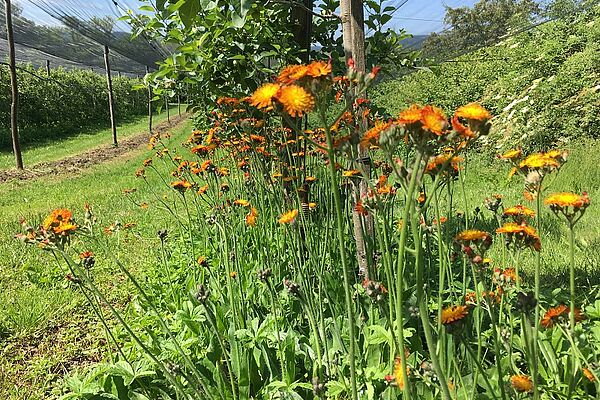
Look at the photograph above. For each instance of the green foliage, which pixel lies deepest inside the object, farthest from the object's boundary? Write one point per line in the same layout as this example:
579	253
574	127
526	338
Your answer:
65	104
542	85
477	26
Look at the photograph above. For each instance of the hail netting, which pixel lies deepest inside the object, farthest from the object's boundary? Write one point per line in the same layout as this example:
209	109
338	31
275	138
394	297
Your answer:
73	33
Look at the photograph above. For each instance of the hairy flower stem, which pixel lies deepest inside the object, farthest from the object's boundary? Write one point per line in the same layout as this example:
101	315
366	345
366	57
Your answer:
538	264
424	309
213	323
400	273
345	270
117	315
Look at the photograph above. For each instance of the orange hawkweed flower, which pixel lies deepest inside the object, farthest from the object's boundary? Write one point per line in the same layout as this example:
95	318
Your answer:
473	111
292	73
263	96
512	154
59	222
295	100
453	314
410	116
433	119
553	315
317	69
521	383
288	217
181	185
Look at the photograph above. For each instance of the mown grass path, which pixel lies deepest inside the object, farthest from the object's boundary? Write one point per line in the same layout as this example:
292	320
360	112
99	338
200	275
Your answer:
46	329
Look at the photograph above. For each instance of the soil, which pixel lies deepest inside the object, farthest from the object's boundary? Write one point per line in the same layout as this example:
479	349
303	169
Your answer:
78	162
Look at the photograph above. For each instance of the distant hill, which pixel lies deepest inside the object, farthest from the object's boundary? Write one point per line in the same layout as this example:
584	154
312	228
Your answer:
543	85
414	42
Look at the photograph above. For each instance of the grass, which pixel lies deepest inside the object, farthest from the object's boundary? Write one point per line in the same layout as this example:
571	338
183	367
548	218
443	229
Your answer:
45	329
33	154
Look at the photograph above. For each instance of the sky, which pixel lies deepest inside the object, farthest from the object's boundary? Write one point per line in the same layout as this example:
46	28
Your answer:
417	17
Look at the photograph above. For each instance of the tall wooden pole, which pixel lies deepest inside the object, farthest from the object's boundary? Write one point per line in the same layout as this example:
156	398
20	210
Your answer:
111	101
167	107
149	104
14	109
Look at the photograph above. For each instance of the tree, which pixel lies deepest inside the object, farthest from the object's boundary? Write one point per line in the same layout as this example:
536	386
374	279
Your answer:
481	25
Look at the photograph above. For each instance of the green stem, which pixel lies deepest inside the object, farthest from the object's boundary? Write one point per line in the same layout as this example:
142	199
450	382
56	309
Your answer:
342	247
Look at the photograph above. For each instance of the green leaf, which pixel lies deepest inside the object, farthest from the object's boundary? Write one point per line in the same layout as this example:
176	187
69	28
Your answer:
188	11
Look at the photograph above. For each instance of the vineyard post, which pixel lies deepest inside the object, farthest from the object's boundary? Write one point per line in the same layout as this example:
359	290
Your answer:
167	107
111	102
149	104
14	109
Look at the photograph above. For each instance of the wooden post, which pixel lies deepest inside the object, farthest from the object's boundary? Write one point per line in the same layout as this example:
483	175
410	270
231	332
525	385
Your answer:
111	102
14	109
167	107
149	104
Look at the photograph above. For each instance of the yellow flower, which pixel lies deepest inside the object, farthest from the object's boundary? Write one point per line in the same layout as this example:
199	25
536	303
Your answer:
453	313
410	116
521	383
295	100
288	217
473	111
264	95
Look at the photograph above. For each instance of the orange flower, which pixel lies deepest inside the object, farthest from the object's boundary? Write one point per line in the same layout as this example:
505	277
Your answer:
317	69
512	154
295	100
473	111
410	116
264	95
203	189
181	185
521	383
567	199
252	217
288	217
553	315
59	222
452	314
291	74
433	119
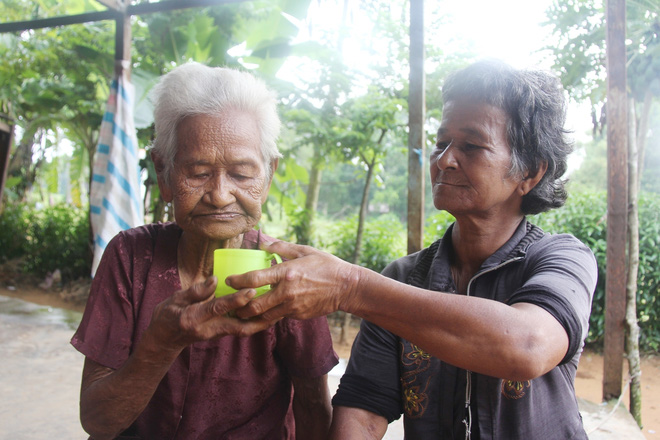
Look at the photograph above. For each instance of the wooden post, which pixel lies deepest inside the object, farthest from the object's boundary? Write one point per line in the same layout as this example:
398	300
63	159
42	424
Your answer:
6	137
617	198
416	134
123	39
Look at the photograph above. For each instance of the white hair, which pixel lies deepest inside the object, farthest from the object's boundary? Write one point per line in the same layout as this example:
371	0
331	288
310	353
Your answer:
196	89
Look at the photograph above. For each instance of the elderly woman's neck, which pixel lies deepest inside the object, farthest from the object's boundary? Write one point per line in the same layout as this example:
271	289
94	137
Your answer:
474	242
195	256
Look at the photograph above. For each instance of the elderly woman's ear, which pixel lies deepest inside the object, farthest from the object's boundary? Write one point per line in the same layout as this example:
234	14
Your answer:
530	181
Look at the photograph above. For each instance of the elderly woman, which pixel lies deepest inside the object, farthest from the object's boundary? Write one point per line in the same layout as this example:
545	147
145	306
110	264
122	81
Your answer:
162	357
479	335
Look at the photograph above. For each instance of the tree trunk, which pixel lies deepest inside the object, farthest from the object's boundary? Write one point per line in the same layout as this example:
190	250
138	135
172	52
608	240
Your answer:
632	340
642	133
305	231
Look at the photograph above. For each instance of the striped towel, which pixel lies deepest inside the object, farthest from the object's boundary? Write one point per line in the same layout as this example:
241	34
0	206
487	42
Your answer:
115	196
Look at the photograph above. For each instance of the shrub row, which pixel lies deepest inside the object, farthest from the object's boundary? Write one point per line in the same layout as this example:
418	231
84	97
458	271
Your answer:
46	239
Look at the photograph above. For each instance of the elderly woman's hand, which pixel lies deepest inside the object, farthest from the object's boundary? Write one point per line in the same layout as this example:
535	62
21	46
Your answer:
194	315
311	283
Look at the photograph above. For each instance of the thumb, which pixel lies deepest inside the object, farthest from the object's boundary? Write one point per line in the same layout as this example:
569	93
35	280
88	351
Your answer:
201	291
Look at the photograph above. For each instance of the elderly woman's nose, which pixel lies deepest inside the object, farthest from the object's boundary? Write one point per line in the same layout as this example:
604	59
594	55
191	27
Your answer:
446	159
221	189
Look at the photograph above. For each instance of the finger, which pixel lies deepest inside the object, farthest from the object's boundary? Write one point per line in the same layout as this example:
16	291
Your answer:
256	278
247	327
260	306
225	304
289	251
197	292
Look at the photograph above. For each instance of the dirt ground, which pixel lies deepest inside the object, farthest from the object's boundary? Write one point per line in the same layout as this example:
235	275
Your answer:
588	382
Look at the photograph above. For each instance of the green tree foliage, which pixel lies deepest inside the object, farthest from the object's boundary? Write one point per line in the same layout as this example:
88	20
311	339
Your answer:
46	240
585	217
384	241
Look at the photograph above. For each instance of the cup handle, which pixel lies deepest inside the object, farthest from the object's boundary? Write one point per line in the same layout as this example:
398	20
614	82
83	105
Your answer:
278	259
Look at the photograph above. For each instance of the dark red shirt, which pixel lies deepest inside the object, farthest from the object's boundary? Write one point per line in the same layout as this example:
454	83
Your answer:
229	388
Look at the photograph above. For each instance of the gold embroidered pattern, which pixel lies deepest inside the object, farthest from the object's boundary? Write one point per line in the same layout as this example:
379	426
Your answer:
513	389
415	398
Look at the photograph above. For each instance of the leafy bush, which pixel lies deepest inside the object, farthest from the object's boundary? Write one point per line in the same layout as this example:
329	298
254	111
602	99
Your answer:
585	216
57	238
383	241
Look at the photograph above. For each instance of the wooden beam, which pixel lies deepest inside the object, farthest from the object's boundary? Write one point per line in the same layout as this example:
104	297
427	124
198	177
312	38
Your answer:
170	5
416	134
19	26
117	5
617	198
109	14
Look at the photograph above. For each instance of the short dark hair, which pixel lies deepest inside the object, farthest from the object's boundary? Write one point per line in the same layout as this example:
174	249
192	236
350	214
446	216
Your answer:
535	102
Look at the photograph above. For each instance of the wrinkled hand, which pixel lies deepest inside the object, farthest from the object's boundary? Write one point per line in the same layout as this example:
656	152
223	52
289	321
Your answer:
311	283
194	315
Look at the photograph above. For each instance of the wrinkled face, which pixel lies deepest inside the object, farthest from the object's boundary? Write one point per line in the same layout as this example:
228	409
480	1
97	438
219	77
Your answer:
471	161
218	183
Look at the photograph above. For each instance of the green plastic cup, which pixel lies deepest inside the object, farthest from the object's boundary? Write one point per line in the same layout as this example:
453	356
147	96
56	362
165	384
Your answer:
228	262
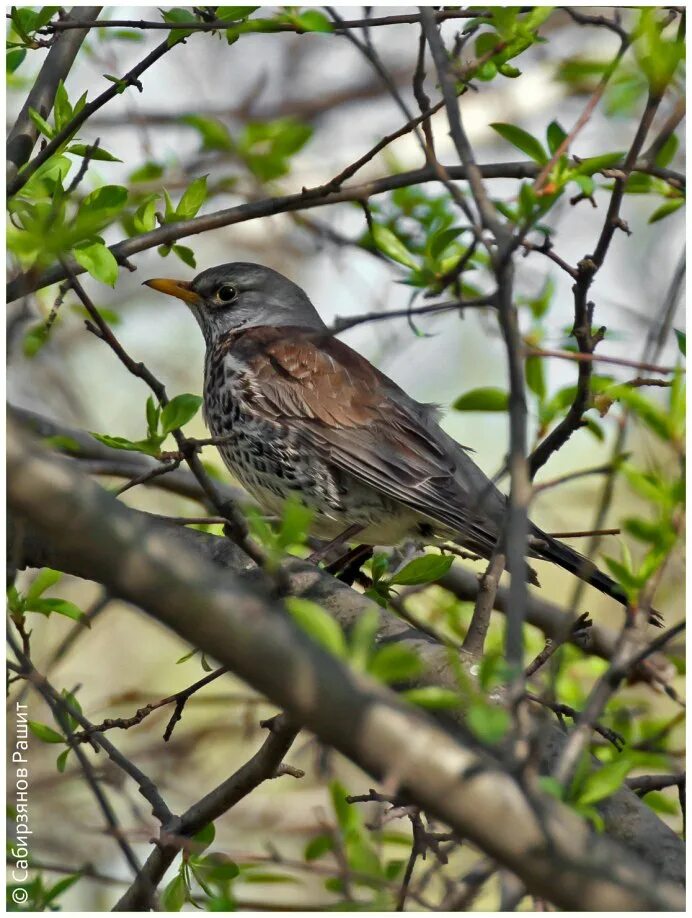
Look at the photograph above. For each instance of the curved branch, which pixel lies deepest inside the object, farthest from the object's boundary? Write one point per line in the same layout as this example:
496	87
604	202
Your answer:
56	66
304	200
239	623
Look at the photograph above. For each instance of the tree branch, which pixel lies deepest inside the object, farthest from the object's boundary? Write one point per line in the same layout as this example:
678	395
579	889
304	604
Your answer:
58	63
304	200
248	632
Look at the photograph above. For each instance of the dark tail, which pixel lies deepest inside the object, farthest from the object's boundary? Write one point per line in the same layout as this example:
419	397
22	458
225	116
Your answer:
572	561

════════

** Challenge **
Convert the entries from the line containing "Look at the photograph above. For each instance of the curved" through the end of the entries into a JSON list of strings, one string per line, leaving out blank lines.

** The output **
[
  "Look at the photograph above. For each instance of the curved branch, which pixel lies deepest inside the object, farthest from the object's boundary? Write one point per line in the same layout as this example:",
  "496\t87",
  "604\t202",
  "Your answer:",
  "56\t66",
  "304\t200",
  "239\t623",
  "Look at the photograph above. For each instance of the tree branch, which pixel lies deepest inside the object, farthest from the object's boundary? Write one point per line in the same layout as this example:",
  "678\t395",
  "579\t889",
  "304\t604",
  "Your answer:",
  "58\t63",
  "304\t200",
  "248\t632",
  "Look at the photograph above. For each instance of the dark tail, which pixel lies deepest inside the object, farthest from the object's boundary? Write one point per line in the same layout as this example:",
  "419\t397",
  "22\t458",
  "225\t116",
  "Your answer:",
  "572\t561"
]